WORK REQUEST –
Reproduce the passage of the Senate budget article from "The House plan" up to and including "for future recipients.", word for word.

TEXT EXCERPT Block Start

$1 Trillion Tax Hike
An exhausted Senate approved its first budget in four years early Saturday, calling for almost $1 trillion in tax increases over the coming decade while sheltering safety net programs targeted by House Republicans.
Despite the fanfare -- and the spectacle of senators lingering for hours into the weekend to vote on dozens of amendments before the final tally -- the budget passed by the smallest of margins, 50-49. Four Democrats facing tough re-elections voted against it.
The resolution also stands no chance of passing Congress in its current form. The nonbinding but politically symbolic measure caters to party stalwarts on the liberal edge of the spectrum just as the House GOP measure is crafted to appeal to more recent tea party arrivals.
The vote, though, follows four years of pressure and taunting by House Republicans who excoriated the Senate for failing to approve a formal year-long budget throughout most of President Obama's first term. The government has been limping by on a series of partial-year budget bills, the latest of which was approved this week to fund the rest of fiscal 2013.
The final vote early Saturday morning was preceded by a marathon session of votes on dozens of amendments to the 2014 budget proposal. Many of the proposals were offered in hopes of inflicting political damage on Democrat senators up for re-election in GOP-leaning states like Alaska and Louisiana.
The two main budget proposals produced by Senate Democrats and House Republicans are miles apart. The Senate plan does not attempt to balance the budget at all, though it does claim to reduce the deficit by imposing nearly $1 trillion in tax increases on top of more than $600 billion in higher taxes on top earners enacted in January. It also includes $875 billion in spending cuts, generated by modest cuts to federal health care programs, domestic agencies and the Pentagon and reduced government borrowing costs.
The House plan -- by House Budget Committee Chairman Paul Ryan (R-WI), his party's vice presidential candidate last year -- claims $4 trillion more in savings over the period than Senate Democrats by imposing major cuts in Medicaid, food stamps and other safety net programs for the needy. It would also transform the Medicare health care program for seniors into a voucher-like system for future recipients.
"We have presented very different visions for how our country should work and who it should work for," said Sen. Patty Murray (D-WA), who chairs the Senate Budget Committee. "But I am hopeful that we can bridge this divide."
Congressional budgets are planning documents that leave actual changes in revenues and spending for later legislation, and this was the first the Democrat-run Senate has approved in four years. That is testament to the political and mathematical contortions needed to write fiscal plans in an era of record-breaking deficits that until this year exceeded an eye-popping $1 trillion annually, and to the parties' profoundly conflicting views.
"I believe we're in denial about the financial condition of our country," Sen. Jeff Sessions (R-AL), top Republican on the Budget panel, said of Democrat efforts to boost spending on some programs. "Trust me, we've got to have some spending reductions."

TEXT EXCERPT Block End
AVAILABLE DATA Block Start

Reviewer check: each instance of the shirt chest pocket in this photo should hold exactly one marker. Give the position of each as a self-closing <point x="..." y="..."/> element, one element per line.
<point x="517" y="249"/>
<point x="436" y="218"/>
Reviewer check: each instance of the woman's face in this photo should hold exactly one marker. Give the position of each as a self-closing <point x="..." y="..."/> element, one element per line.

AVAILABLE DATA Block End

REPLY –
The House plan -- by House Budget Committee Chairman Paul Ryan (R-WI), his party's vice presidential candidate last year -- claims $4 trillion more in savings over the period than Senate Democrats by imposing major cuts in Medicaid, food stamps and other safety net programs for the needy. It would also transform the Medicare health care program for seniors into a voucher-like system for future recipients.